▶ _Instruksi Tertulis a_
Sunting baris data yang dimulai pada baris berisi "Query: brown leather bridle" dan berakhir pada baris berisi "column 78, row 554". Tuliskan kembali bagian itu dengan "leather" diganti menjadi "rawhide" tanpa perubahan lain.

▶ _Kutipan untuk Dibaca_
★ ★ ★ ★ ★

Oleh Pradaningrum Mijarto
Sebelum Batavia berdiri, di bawah tanahnya pernah ada sebuah kota bernama Jayakarta. Lokasinya sekarang kira-kira di daerah The Batavia Hotel hingga ke Jalan Kopi. Karena Sunda Kalapa dulu itu lokasinya kini ada di sekitaran Kalibesar Barat. Kisah tentang Jakarta tak akan bisa lepas dari keberadaan Fatahillah yang pada tahun 1527 berhasil mengenyahkan Pajajaran dan Portugis. Pada tahun itu pula, ia merebut Sunda Kalapa dan mengganti namanya menjadi Jayakarta.
Di tahun 1619 VOC yang dipimpin oleh JP Coen menaklukkan Jayakarta dan membakar kota itu untuk kemudian mendirikan Batavia.
Nugroho Notosusanto dalam sebuah tulisan yang terbit dalam Ketoprak Betawi menulis, tanggal 21 Agustus 1522 Pajajaran dan Portugis membuat perjanjian, di mana Portugis, melalui Fransisco de Sa, diizinkan membangun sebuah benteng di Sunda Kalapa. Pada 1526 de Sa mendapat tugas menggempur Bintan dan dari sana ia mengarah ke selatan hingga bertemu Fatahillah dan kalah.
Lantas siapa itu Fatahillah? Ia berasal dari Pasai dan melarikan diri saat kota itu direbut Portugis. Fatahillah pun mengembara ke Demak. Dari Demak ia tiba di Jawa Barat dan bertemu de Sa di Sunda Kalapa. Bertempur, menang, dan tinggal sebentar di Jayakarta untuk kemudian pergi ke Cirebon dan menetap di sana. Kekuasaan diserahkan kepada Tubagus Angke. Siapa dia, sejarah tak terlalu banyak menyebut siapa Tubagus Angke ini. Dalam penelitian Dinas Museum dan Sejarah tahun 1994 disebutkan, Tubagus Angke masih kemenakan Maulana Bagdad atau Maulana Abdurahman (dalam Babad Banten).
Tubagus Angke dikatakan memiliki putra yang kemudian melanjutkan kekuasaan di Jayakarta. Nama sang putra adalah Pangeran Jakarta Wijayakrama. Pangeran Wijayakrama inilah yang kemudian takluk pada pasukan VOC di bawah JP Coen. Coen kemudian membakar kota Jayakarta dan membangun Batavia di atas reruntuhannya.

★ ★ ★ ★ ★

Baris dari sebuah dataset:
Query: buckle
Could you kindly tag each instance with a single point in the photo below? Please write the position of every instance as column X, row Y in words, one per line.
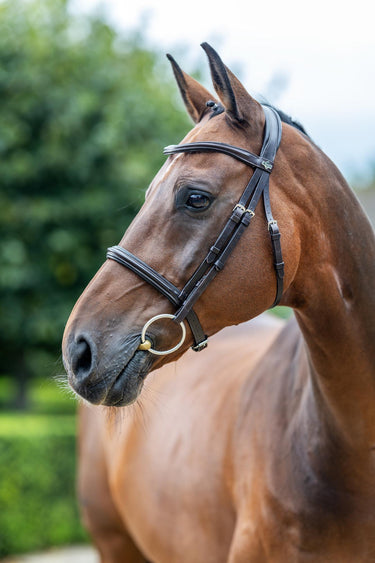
column 200, row 346
column 244, row 209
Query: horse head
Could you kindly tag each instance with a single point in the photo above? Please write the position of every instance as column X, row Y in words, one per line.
column 186, row 207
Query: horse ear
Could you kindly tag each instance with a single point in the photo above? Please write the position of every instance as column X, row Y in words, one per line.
column 194, row 94
column 237, row 101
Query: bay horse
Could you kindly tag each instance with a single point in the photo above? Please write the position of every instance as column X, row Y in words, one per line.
column 261, row 447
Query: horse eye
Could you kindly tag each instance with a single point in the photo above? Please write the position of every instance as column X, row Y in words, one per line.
column 198, row 201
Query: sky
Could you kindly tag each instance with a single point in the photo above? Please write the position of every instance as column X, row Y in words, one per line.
column 314, row 60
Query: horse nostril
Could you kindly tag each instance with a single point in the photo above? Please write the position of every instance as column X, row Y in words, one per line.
column 82, row 354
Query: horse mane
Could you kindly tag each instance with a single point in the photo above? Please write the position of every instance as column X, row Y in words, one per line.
column 287, row 119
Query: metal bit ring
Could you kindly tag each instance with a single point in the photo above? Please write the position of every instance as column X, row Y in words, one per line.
column 146, row 344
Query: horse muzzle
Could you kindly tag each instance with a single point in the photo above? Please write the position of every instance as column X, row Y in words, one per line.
column 112, row 378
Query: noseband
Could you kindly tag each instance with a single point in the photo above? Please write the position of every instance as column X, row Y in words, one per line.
column 219, row 253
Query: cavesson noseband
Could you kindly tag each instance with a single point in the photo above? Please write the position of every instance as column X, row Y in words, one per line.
column 220, row 251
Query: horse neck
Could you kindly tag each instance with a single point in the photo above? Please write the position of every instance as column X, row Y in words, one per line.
column 334, row 301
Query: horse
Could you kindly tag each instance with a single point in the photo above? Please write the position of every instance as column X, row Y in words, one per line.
column 261, row 447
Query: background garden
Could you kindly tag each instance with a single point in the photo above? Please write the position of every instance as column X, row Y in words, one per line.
column 84, row 114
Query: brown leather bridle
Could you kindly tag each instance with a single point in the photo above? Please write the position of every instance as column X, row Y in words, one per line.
column 220, row 251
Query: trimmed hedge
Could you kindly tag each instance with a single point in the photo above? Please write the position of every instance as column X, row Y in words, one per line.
column 37, row 483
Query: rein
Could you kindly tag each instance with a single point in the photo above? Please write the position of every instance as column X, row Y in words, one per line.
column 215, row 260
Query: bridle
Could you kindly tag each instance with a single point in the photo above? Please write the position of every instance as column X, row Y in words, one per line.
column 216, row 258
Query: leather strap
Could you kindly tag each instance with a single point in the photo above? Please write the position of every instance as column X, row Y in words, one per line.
column 165, row 287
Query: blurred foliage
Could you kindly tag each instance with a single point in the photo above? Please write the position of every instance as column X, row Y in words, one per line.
column 37, row 483
column 84, row 115
column 38, row 507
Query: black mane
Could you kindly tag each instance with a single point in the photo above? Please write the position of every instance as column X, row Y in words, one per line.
column 287, row 119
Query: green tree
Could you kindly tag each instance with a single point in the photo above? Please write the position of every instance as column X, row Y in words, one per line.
column 84, row 114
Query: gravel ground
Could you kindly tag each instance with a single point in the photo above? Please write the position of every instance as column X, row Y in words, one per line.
column 78, row 554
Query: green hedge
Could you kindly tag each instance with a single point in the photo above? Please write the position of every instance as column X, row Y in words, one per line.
column 37, row 483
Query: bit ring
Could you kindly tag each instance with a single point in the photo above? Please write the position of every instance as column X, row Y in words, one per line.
column 144, row 340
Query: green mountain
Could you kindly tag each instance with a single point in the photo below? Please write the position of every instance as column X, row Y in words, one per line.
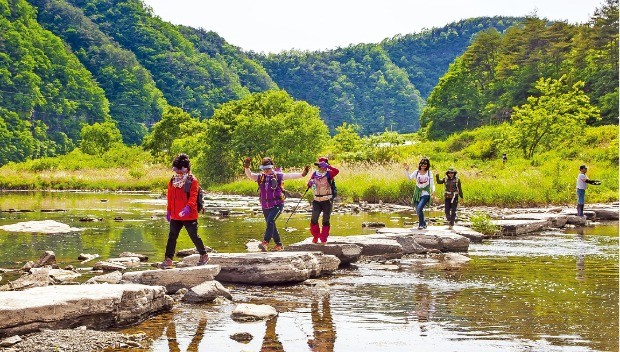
column 499, row 71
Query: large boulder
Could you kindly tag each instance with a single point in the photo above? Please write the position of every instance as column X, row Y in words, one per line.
column 174, row 279
column 346, row 252
column 93, row 306
column 272, row 267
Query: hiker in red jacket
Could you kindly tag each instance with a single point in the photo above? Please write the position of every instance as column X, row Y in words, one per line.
column 182, row 210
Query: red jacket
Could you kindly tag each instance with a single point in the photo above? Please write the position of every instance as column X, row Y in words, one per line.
column 177, row 200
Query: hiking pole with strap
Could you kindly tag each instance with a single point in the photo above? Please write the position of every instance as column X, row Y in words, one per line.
column 295, row 209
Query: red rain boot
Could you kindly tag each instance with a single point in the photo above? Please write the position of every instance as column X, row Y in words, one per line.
column 324, row 233
column 315, row 231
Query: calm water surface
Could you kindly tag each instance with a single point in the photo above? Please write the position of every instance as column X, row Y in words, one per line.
column 557, row 291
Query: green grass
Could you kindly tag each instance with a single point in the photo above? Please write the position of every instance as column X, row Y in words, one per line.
column 549, row 178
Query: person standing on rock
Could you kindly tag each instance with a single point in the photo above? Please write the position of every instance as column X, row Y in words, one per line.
column 452, row 193
column 423, row 190
column 321, row 183
column 182, row 210
column 582, row 184
column 271, row 196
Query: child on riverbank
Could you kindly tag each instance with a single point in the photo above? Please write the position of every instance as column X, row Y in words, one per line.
column 271, row 197
column 582, row 184
column 182, row 210
column 424, row 188
column 452, row 193
column 321, row 184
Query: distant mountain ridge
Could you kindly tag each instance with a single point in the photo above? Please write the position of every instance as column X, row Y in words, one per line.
column 123, row 63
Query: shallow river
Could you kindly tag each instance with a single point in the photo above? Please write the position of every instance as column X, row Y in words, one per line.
column 556, row 291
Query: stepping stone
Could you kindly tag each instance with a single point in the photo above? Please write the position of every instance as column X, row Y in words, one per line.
column 61, row 306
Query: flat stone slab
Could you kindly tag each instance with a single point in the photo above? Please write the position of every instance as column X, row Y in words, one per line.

★ ★ ★ ★ ★

▶ _Instruksi Tertulis b_
Menurut kutipan tentang asal-usul Jakarta, pada tahun berapa Fatahillah merebut Sunda Kalapa dan mengganti namanya menjadi Jayakarta?

▶ _Hasil Tugas a_
Query: brown rawhide bridle
Could you kindly tag each instance with a single point in the photo above? Please write the position of every instance as column X, row Y in words, one per line.
column 220, row 251
Query: trimmed hedge
Could you kindly tag each instance with a single point in the photo above? Please write the position of every instance as column X, row Y in words, one per line.
column 37, row 483
Query: rein
Could you kindly tag each instance with a single point in the photo above? Please write the position of every instance as column X, row Y in words, one per line.
column 215, row 260
Query: bridle
Could you kindly tag each instance with a single point in the photo above? Please write the position of every instance as column X, row Y in words, one per line.
column 216, row 258
Query: rawhide strap
Could you kindly tag each instance with a single point in the photo above? Please write the position of every instance as column X, row Y in words, one per line.
column 165, row 287
Query: blurred foliage
Could you kindly tag each instance with a single point in the photo above? Please write the position of every instance as column X, row Y in words, one per line.
column 37, row 483
column 84, row 115
column 38, row 507
Query: black mane
Could you kindly tag each instance with a single point in the photo above? Please write the position of every instance as column X, row Y in words, one per line.
column 287, row 119
Query: green tree
Could you kindly tag each instance with a single point in the photo above? Please write the position of every instance as column X, row Y in words, one per line.
column 84, row 114
Query: gravel ground
Could you kindly tag each instance with a single point in the photo above? Please write the position of every instance as column X, row Y in words, one per line.
column 78, row 554

▶ _Hasil Tugas b_
Tahun 1527.